> Exercise aim
Please edit the material from the line with "Check that every instance of the asphalt" up to and including its last line, changing "rear wing" to "rear spoiler" everywhere and leaving everything else as is. Return only those lines.

> Items
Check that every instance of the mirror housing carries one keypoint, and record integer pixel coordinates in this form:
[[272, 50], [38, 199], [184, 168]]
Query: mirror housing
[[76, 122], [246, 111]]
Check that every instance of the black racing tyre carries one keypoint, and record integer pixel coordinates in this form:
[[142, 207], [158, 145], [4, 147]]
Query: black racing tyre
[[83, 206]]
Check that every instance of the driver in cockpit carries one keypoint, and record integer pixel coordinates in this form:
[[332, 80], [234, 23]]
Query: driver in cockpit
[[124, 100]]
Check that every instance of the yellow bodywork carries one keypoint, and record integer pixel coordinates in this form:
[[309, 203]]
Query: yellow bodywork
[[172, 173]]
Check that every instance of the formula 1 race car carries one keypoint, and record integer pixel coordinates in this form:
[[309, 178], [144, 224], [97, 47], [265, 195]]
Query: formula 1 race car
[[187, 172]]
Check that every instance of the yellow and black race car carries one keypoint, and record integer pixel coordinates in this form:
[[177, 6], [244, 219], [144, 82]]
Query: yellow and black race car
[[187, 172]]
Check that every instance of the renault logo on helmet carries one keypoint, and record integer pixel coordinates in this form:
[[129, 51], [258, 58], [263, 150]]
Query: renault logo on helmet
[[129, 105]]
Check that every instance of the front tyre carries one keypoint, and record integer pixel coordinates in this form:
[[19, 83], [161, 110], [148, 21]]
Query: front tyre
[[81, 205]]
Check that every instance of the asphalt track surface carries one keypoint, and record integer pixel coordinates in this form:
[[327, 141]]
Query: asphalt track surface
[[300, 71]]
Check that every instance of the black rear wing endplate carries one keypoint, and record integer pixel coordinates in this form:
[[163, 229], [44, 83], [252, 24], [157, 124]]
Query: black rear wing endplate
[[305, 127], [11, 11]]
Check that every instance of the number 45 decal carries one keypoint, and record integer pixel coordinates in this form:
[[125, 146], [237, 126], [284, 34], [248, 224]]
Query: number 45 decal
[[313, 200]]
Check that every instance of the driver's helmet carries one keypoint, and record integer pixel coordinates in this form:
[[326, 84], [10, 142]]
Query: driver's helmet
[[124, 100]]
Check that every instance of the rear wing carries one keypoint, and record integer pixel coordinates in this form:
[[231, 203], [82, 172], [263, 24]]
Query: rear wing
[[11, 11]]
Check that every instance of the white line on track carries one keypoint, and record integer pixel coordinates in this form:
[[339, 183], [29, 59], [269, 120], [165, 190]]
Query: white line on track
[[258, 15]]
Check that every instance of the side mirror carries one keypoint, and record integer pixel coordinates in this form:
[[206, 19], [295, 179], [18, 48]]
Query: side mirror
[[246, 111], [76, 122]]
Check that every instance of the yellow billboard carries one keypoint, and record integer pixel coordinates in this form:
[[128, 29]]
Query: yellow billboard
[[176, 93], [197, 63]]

> Solution for this problem
Check that every instance of the asphalt track surface carries one keypoint, and record integer pixel coordinates in this form:
[[327, 141]]
Query: asphalt track surface
[[300, 71]]
Check that every instance of the black rear spoiler endplate carries one keypoint, and record integer pixel coordinates in this form:
[[163, 229], [44, 83], [252, 24], [157, 124]]
Query: black rear spoiler endplate
[[305, 127], [11, 11]]
Check that every instance of the number 45 decal carries one keypoint, and record integer pixel coordinates in this form:
[[125, 146], [237, 126], [284, 34], [248, 224]]
Query: number 45 decal
[[313, 200]]
Check that every instance of the driver's helmet carries one keypoint, and record integer pixel coordinates in this form:
[[326, 84], [10, 142]]
Query: driver's helmet
[[124, 100]]
Check that every instance of the rear spoiler carries one keypoint, and record integer pixel coordinates in this form:
[[231, 203], [82, 172], [263, 24]]
Query: rear spoiler
[[11, 11]]
Check that every instance of the white line on track carries one keypoint, and record integer pixel coordinates in this form:
[[339, 183], [29, 59], [269, 120], [165, 190]]
Query: white line on track
[[258, 15]]
Check that every instance of the side mirror carries one keypoint, and record integer pixel coordinates in this form:
[[206, 19], [295, 179], [18, 48]]
Query: side mirror
[[246, 111], [76, 122]]
Check that every instance of the yellow billboard carries one keypoint, and record integer pixel coordinates in this form:
[[128, 29]]
Query: yellow billboard
[[176, 93], [197, 63]]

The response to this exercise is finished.